_Task requirements_.
Can you quote exactly the stretch of lines from the one with "If you could mark the rock" through the final line of the material, both ends included?

_Data supplied_.
- - - -

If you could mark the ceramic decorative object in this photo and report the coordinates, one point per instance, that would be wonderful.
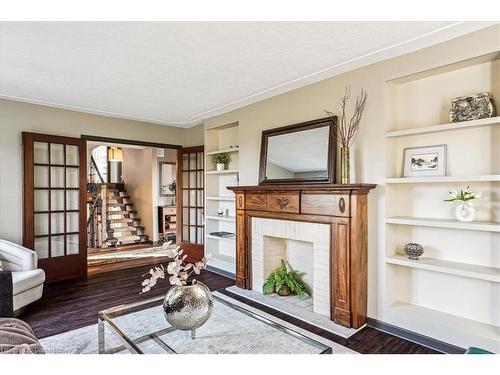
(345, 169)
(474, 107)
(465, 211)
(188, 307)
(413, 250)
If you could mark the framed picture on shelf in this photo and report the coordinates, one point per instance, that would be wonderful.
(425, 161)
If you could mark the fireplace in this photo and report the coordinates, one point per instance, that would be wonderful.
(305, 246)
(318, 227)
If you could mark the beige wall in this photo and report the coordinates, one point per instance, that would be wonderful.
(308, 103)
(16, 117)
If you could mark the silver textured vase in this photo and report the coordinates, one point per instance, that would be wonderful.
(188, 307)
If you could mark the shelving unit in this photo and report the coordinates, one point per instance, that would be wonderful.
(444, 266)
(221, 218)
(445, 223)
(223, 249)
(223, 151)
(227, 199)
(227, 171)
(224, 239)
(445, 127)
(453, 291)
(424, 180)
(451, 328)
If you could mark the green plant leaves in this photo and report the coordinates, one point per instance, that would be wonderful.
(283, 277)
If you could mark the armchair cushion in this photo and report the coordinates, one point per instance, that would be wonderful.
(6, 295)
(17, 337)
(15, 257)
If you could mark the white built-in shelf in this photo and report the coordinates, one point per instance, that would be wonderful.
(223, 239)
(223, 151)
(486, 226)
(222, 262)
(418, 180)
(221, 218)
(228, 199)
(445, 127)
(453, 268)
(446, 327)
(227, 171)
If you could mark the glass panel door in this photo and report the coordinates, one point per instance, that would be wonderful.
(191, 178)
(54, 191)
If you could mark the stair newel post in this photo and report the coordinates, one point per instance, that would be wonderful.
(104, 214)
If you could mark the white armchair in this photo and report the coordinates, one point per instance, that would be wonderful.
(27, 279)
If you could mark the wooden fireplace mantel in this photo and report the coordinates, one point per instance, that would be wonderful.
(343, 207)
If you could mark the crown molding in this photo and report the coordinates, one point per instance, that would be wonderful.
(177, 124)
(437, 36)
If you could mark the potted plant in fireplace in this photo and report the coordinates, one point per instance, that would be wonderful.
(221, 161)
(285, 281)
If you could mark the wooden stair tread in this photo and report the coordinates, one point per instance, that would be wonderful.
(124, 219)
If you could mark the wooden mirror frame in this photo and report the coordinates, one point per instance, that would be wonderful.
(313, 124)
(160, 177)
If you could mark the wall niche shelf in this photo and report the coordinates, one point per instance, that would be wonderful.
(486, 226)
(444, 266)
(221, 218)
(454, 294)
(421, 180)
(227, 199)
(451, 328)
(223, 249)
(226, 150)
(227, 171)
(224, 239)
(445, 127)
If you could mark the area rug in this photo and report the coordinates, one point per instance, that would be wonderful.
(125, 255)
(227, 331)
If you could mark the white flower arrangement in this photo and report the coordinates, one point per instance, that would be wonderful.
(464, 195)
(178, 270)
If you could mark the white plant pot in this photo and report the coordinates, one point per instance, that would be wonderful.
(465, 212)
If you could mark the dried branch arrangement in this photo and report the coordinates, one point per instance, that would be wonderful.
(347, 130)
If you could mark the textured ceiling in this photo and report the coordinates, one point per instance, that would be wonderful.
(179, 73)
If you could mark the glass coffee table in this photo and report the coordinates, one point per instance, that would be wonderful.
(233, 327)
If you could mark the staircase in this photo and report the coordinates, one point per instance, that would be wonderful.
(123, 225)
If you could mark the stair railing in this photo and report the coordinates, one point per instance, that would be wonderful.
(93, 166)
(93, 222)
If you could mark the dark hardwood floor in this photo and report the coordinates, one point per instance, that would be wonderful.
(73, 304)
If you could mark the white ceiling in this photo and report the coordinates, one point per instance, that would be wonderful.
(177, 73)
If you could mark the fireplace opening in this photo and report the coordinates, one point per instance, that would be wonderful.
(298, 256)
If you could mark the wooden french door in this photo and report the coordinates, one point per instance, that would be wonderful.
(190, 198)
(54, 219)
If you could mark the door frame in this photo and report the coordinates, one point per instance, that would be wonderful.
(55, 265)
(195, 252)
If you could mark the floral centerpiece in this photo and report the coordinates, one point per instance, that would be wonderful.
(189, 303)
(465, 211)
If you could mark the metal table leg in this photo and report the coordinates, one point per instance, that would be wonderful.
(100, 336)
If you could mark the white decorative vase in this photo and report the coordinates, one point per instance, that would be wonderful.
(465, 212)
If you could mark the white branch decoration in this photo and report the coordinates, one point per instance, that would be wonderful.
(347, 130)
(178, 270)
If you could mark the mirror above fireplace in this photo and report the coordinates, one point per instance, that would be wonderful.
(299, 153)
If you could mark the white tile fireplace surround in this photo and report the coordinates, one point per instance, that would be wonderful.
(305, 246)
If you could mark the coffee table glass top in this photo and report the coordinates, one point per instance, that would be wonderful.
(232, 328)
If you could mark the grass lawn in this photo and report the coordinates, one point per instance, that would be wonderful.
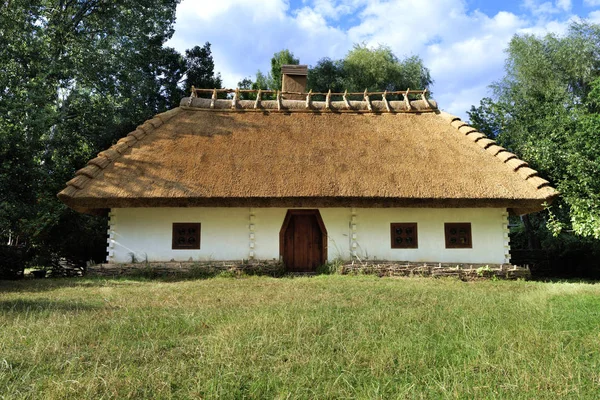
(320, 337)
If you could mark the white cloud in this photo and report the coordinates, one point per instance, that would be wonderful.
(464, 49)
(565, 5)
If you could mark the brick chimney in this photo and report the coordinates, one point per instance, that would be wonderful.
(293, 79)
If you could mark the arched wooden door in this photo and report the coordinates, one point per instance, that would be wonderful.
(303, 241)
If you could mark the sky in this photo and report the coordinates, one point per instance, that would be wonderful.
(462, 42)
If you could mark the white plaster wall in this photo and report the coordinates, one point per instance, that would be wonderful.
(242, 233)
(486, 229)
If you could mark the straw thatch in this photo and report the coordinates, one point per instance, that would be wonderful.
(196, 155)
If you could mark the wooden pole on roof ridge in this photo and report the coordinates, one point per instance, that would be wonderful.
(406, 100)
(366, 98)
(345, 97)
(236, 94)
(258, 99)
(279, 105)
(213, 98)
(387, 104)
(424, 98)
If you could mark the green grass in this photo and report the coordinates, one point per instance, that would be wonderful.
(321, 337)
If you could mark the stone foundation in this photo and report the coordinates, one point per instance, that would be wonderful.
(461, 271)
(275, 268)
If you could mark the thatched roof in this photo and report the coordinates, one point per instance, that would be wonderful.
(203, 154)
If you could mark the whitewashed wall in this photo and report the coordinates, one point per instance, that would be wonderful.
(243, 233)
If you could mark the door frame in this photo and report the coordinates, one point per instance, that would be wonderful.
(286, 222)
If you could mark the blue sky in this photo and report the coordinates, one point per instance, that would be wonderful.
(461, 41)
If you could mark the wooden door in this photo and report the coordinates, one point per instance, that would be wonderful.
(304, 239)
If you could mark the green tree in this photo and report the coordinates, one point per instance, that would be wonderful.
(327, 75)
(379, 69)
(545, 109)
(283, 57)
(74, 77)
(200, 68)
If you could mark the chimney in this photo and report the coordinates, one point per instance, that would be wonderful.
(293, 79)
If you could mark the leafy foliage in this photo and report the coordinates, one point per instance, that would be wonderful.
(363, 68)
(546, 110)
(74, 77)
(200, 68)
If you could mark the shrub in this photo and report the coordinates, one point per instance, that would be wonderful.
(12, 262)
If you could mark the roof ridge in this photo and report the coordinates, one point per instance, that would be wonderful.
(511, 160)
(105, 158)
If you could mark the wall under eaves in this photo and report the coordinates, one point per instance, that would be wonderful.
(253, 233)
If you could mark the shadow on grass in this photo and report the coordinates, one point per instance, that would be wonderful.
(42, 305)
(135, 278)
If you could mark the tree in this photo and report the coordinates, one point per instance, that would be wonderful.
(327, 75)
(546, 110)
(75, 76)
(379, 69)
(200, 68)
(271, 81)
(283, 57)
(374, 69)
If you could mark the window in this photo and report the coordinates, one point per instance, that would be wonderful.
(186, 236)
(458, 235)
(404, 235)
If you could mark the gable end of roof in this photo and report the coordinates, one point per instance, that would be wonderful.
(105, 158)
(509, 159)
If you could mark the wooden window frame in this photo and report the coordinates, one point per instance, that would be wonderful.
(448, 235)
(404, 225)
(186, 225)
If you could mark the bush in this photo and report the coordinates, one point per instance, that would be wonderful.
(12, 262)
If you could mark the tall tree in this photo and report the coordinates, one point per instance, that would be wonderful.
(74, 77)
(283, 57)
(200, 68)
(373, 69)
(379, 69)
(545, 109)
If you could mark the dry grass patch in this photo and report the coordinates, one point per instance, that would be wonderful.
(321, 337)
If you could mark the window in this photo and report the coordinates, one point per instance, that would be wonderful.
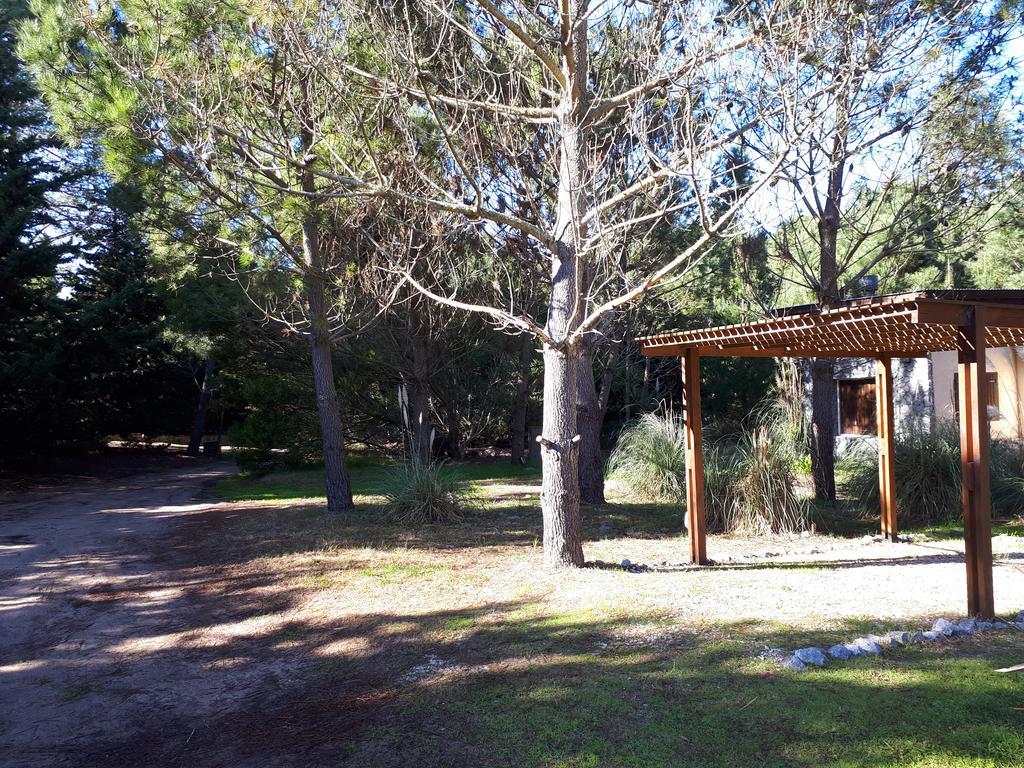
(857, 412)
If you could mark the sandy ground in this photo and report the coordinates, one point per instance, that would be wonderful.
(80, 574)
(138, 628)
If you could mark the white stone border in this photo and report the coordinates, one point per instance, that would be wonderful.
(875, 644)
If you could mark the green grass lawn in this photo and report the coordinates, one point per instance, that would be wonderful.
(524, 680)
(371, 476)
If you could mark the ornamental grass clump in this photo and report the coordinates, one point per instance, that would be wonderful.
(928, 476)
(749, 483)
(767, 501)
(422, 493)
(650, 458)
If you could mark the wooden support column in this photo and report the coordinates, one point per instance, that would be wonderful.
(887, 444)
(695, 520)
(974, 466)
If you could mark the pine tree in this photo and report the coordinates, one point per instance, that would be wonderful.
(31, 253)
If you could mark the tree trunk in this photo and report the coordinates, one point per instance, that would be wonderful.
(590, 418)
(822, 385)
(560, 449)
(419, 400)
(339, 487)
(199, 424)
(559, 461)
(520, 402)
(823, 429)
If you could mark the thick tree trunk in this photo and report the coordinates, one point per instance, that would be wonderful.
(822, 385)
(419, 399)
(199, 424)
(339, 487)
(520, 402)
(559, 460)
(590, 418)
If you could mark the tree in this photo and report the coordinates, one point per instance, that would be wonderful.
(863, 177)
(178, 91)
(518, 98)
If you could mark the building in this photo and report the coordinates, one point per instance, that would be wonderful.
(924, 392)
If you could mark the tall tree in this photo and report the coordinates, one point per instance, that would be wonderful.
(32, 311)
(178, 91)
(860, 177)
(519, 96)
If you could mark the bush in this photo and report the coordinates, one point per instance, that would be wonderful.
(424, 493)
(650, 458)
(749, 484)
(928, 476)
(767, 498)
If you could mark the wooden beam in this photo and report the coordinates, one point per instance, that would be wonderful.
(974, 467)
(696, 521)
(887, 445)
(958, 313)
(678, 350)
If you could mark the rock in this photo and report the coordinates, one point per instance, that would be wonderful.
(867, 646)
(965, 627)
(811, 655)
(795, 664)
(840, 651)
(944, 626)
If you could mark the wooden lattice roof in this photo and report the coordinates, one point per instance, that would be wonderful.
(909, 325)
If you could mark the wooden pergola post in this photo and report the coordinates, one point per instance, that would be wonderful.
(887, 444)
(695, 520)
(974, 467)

- - - -

_The result_.
If you could mark the rock in this photo and report the coordinates, one point per instance, that would be wonderful.
(867, 646)
(965, 627)
(811, 655)
(795, 664)
(840, 651)
(944, 626)
If you could mark the wooden lattice roof in this photo and report the coordinates, one point per instance, that would be wonderful.
(909, 325)
If you could mark the wooden pergola post in this photo and report the coordinates, one point per instance, that would be wonderful.
(887, 444)
(695, 520)
(974, 467)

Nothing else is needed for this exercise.